*** INFORMATION GIVEN

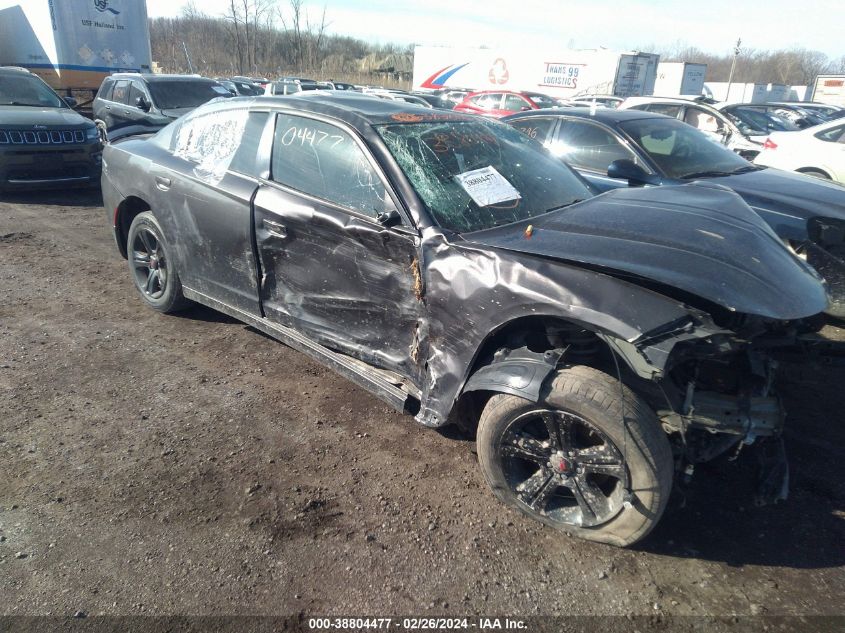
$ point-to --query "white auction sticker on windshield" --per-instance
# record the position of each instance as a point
(486, 186)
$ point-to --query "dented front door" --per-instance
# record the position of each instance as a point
(330, 270)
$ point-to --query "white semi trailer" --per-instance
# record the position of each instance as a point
(74, 44)
(558, 73)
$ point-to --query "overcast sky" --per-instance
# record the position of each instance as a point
(712, 25)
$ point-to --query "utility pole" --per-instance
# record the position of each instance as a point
(733, 68)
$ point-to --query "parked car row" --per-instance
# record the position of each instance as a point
(42, 140)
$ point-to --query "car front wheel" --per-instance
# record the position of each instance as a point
(571, 462)
(152, 267)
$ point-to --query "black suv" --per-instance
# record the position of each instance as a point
(43, 142)
(132, 103)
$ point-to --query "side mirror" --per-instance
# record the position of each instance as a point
(624, 169)
(389, 218)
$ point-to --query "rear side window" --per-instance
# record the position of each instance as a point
(134, 92)
(662, 108)
(515, 103)
(536, 127)
(210, 140)
(105, 89)
(703, 120)
(120, 93)
(589, 146)
(322, 160)
(833, 135)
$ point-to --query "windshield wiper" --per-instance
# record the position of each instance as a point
(746, 169)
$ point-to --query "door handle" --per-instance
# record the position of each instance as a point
(275, 228)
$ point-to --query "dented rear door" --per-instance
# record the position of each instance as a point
(329, 268)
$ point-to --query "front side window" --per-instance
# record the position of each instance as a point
(681, 151)
(27, 90)
(589, 146)
(541, 100)
(105, 89)
(703, 120)
(324, 161)
(487, 101)
(477, 174)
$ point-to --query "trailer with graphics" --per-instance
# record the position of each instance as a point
(558, 73)
(74, 44)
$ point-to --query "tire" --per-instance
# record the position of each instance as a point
(586, 407)
(151, 265)
(815, 173)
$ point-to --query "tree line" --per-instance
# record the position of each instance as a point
(276, 37)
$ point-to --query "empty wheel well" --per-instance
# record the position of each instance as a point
(124, 214)
(538, 334)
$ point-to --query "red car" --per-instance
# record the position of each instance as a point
(499, 103)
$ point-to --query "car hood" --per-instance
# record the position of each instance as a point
(701, 239)
(788, 192)
(25, 117)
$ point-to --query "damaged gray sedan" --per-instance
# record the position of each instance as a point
(597, 345)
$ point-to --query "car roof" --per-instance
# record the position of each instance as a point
(608, 116)
(355, 108)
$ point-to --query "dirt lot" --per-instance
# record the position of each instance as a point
(190, 465)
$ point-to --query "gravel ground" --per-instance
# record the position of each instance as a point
(189, 465)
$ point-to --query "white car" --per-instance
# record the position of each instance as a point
(816, 151)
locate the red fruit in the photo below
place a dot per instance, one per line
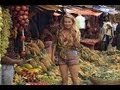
(20, 18)
(15, 13)
(27, 20)
(25, 25)
(21, 28)
(17, 25)
(23, 54)
(22, 22)
(22, 38)
(24, 8)
(12, 8)
(25, 17)
(21, 12)
(17, 8)
(26, 13)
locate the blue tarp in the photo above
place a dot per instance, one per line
(105, 9)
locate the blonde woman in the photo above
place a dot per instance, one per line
(68, 41)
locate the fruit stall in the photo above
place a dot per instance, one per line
(95, 67)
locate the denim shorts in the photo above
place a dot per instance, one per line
(72, 59)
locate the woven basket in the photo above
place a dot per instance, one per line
(97, 81)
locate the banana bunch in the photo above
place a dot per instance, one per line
(1, 19)
(18, 80)
(5, 33)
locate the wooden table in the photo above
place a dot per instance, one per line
(90, 43)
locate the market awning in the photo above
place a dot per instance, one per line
(40, 8)
(82, 11)
(106, 9)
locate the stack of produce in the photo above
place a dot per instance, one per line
(5, 26)
(91, 66)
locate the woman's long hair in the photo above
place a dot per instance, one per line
(74, 30)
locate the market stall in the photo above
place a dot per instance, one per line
(95, 67)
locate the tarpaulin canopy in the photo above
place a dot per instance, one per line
(83, 11)
(40, 8)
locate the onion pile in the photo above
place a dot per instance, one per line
(20, 16)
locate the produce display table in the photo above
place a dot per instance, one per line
(90, 43)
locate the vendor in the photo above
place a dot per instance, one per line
(8, 62)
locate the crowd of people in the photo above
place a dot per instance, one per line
(63, 40)
(110, 34)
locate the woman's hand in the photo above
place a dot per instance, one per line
(20, 62)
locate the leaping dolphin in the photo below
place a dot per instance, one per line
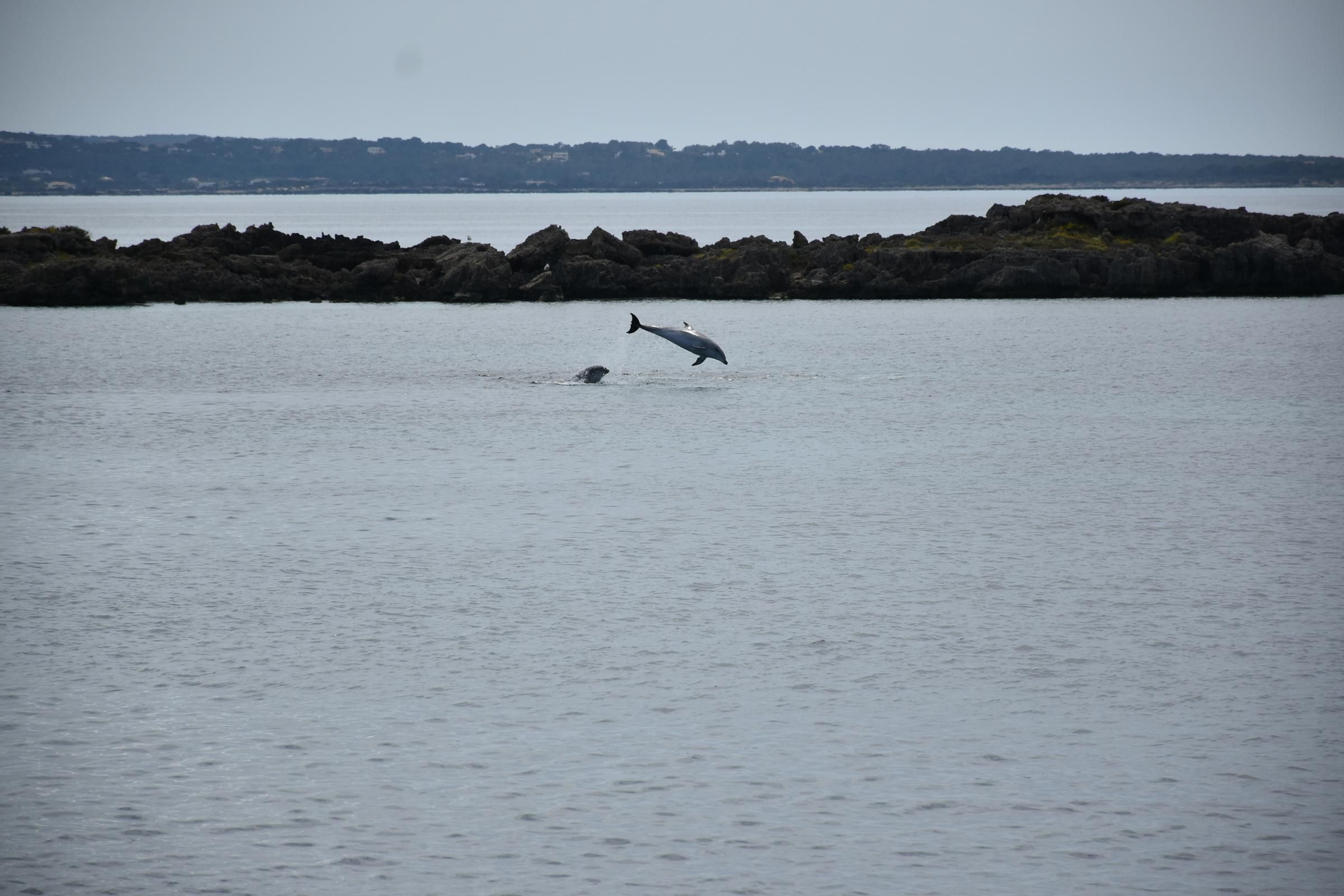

******

> **WORK REQUIRED**:
Restate each entry exactly, omitting pictures.

> **TASK ANSWER**:
$ point-to --query "white auction sticker on windshield" --per-instance
# record the position of each instance as a point
(486, 186)
$ point-to --query "dented front door" --per-instance
# record the position of each instance as a point
(330, 270)
$ point-to --query "white semi trailer" --per-instance
# record the position of each instance as a point
(74, 44)
(558, 73)
$ point-to --query "overcast sky" --per-instance
# record the position of each instance as a point
(712, 25)
$ point-to --query "utility pole" --per-instance
# record the position of each instance as a point
(733, 68)
$ point-to --query "parked car row" --per-instance
# record the position of each instance as a point
(42, 140)
$ point-to --query "car front wheel" --per-instance
# record the position of each instance as a point
(571, 462)
(152, 267)
$ point-to --query "black suv" --per-instance
# record the position of each instance as a point
(43, 142)
(132, 103)
$ point-to --query "side mirror" --per-instance
# record the position of each instance as a point
(624, 169)
(389, 218)
$ point-to --query "rear side window" --per-instance
# record the position of each instance as a point
(134, 92)
(662, 108)
(515, 103)
(536, 127)
(210, 140)
(105, 89)
(703, 120)
(120, 93)
(589, 146)
(322, 160)
(833, 135)
$ point-to --query "windshield wiper" --per-instance
# record the position of each instance as a point
(746, 169)
$ point-to --query "door handle" --per-instance
# record the position of each instance as a point
(275, 228)
$ point-to --query "dented rear door" --per-instance
# record the position of each instance as a point
(329, 268)
$ point-to --query "front side window" --per-instance
# record the position of each instance as a point
(681, 151)
(27, 90)
(589, 146)
(541, 100)
(105, 89)
(703, 120)
(324, 161)
(487, 101)
(477, 174)
$ point-to --query "trailer with graphics" --per-instance
# record the position of each instance as a point
(558, 73)
(74, 44)
$ point-to --query "tire" --per-instance
# record the position of each instance as a point
(586, 407)
(151, 265)
(815, 173)
$ point-to --query "tree line" --per-instance
# record the position of each instance as a point
(276, 37)
$ point-to --query "empty wheel well" --per-instance
# record the position of each instance as a point
(124, 214)
(538, 334)
$ point-to --query "red car" --per-instance
# record the position of each instance as a point
(499, 103)
$ point-to --query "car hood" --per-instance
# record the position of each instance as a point
(701, 239)
(788, 192)
(25, 117)
$ point-to --query "damaged gray sedan" --per-instance
# record the position of each instance as a point
(597, 345)
$ point-to --query "car roof" --per-instance
# record the position of each instance as a point
(608, 116)
(355, 108)
$ point-to --query "dirt lot" --per-instance
# record the position of each instance as a point
(190, 465)
$ point-to --query "gravel ground" --per-instance
# record the position of each instance as a point
(189, 465)
$ point-to --query "white car" --per-instance
# record the position of each instance as a point
(816, 151)
locate the red fruit in the photo below
place a dot per instance, one per line
(20, 18)
(15, 13)
(27, 20)
(25, 25)
(21, 28)
(17, 25)
(23, 54)
(22, 22)
(22, 38)
(24, 8)
(12, 8)
(25, 17)
(21, 12)
(17, 8)
(26, 13)
locate the blue tarp in the photo above
place a dot per instance, one per line
(105, 9)
locate the blonde woman in the photo above
place a dot per instance, one per line
(68, 41)
locate the fruit stall in the photo above
place a dot per instance, one per line
(95, 67)
locate the denim shorts in the photo above
place a dot per instance, one per line
(72, 59)
locate the woven basket in the photo above
place a dot per instance, one per line
(97, 81)
locate the banana bunch in the photo above
place a dot per instance, one per line
(1, 19)
(18, 80)
(5, 33)
locate the wooden table in the photo above
place a dot per instance, one per line
(90, 43)
locate the market awning in the photo above
place a dot per instance, one per line
(40, 8)
(82, 11)
(106, 9)
locate the stack of produce in the photo above
place a dot per instance, one per line
(5, 26)
(91, 66)
locate the woman's long hair in the photo above
place a dot per instance, one per line
(74, 30)
locate the market stall in the photo above
place a dot per instance, one per line
(95, 67)
locate the tarpaulin canopy in the photo above
place a dot per instance, one per line
(83, 11)
(40, 8)
locate the onion pile in the photo above
place a dot per instance, one per line
(20, 16)
locate the produce display table in the photo above
place a dot per instance, one per line
(90, 43)
locate the vendor in the photo above
place a dot per instance, one per line
(8, 62)
locate the crowd of people in the photo above
place a dot per instance, one per line
(63, 40)
(110, 34)
locate the woman's hand in the photo above
place a dot per instance, one per line
(20, 62)
locate the leaping dolphin in the photo below
place a dot per instance, one per line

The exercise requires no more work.